**Directive**
Please repeat the part of the records below that opens with the line containing "target | closed red shutter" and closes with the line containing "(1106, 214)", both lines included, leaving the requests unchanged and scaling every point coordinate in the answers by 2.3, rounded to whole numbers with halves rounded up. Return only those lines.

**Given information**
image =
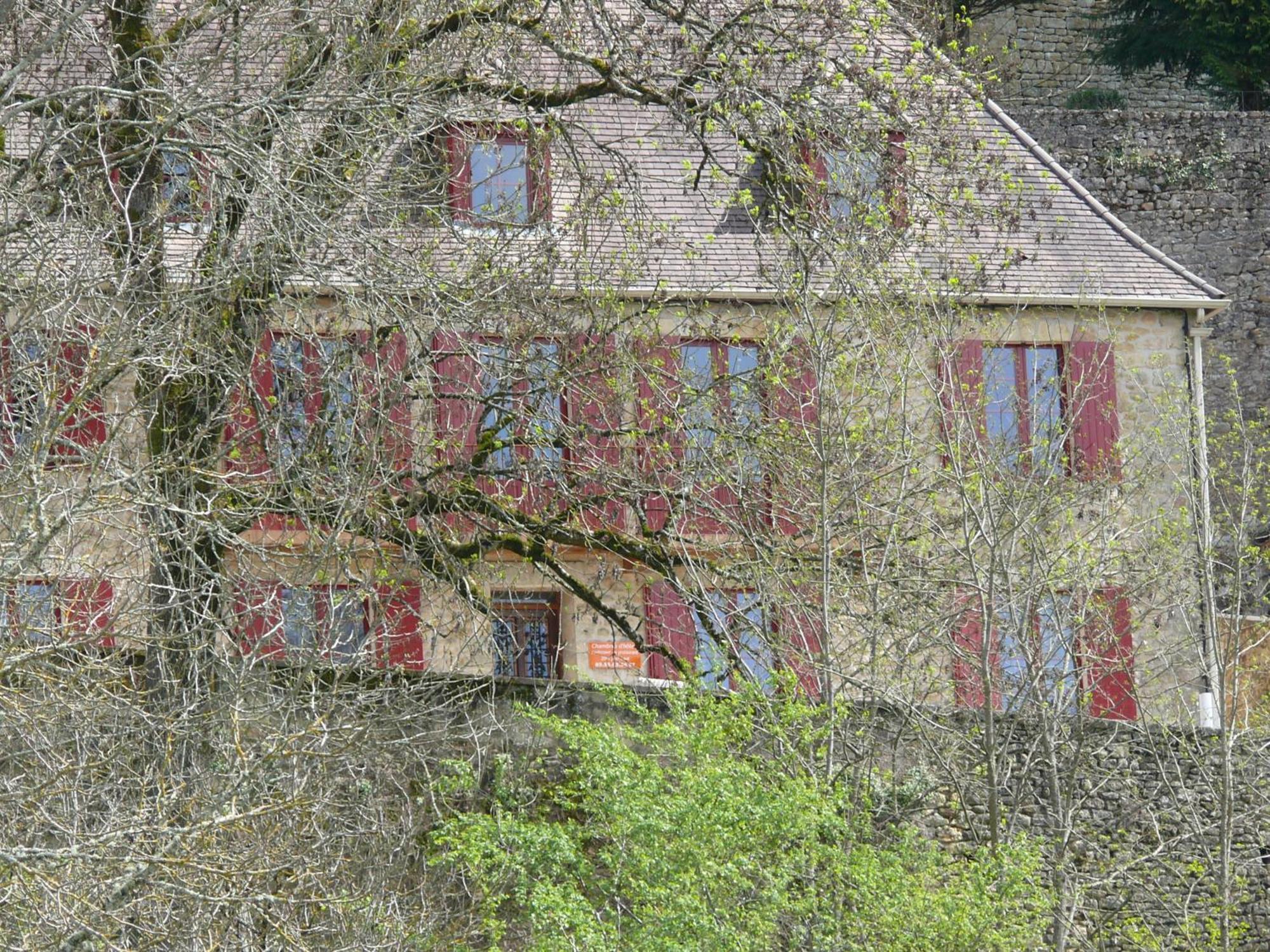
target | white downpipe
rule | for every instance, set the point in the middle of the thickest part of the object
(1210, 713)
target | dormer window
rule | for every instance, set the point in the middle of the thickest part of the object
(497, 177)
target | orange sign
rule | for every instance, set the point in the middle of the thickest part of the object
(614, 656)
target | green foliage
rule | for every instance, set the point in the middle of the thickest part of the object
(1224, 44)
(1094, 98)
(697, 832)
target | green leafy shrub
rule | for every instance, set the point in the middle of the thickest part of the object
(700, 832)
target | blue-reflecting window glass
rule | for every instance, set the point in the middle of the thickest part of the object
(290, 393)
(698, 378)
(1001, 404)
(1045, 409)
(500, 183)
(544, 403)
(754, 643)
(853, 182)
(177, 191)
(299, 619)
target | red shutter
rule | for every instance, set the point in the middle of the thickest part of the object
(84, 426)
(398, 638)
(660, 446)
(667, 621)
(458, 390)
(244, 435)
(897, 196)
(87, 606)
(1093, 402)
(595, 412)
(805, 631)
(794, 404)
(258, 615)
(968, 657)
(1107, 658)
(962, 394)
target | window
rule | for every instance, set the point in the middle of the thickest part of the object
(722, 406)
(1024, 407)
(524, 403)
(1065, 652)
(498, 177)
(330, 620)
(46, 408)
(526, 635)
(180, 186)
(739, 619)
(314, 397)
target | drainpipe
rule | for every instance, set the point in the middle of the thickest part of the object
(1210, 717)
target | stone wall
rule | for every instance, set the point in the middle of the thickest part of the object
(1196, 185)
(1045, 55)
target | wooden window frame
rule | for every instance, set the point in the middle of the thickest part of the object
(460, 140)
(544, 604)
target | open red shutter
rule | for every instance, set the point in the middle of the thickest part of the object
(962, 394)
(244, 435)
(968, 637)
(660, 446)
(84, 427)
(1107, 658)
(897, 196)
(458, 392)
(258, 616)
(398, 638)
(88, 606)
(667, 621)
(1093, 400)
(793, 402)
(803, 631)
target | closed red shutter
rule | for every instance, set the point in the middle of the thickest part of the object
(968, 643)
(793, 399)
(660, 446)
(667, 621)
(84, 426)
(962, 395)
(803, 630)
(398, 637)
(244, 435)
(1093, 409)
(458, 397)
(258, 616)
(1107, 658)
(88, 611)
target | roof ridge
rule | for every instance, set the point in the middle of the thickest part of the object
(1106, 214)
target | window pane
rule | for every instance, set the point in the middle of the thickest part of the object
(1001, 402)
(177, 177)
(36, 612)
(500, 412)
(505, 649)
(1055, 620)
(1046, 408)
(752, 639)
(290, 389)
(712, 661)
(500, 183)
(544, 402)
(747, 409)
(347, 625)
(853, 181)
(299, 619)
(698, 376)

**Answer for the task**
target | closed red shutter
rule | for every instance, set the point in the middle of the thickest part of the object
(2226, 1479)
(1824, 918)
(1518, 1026)
(1534, 1428)
(193, 980)
(2213, 909)
(1847, 1449)
(915, 1465)
(561, 1001)
(2514, 941)
(1053, 913)
(593, 1417)
(2546, 1513)
(202, 1405)
target | roof ridge
rule | for every instance, set the point in the middle of the thickest part of the object
(2544, 492)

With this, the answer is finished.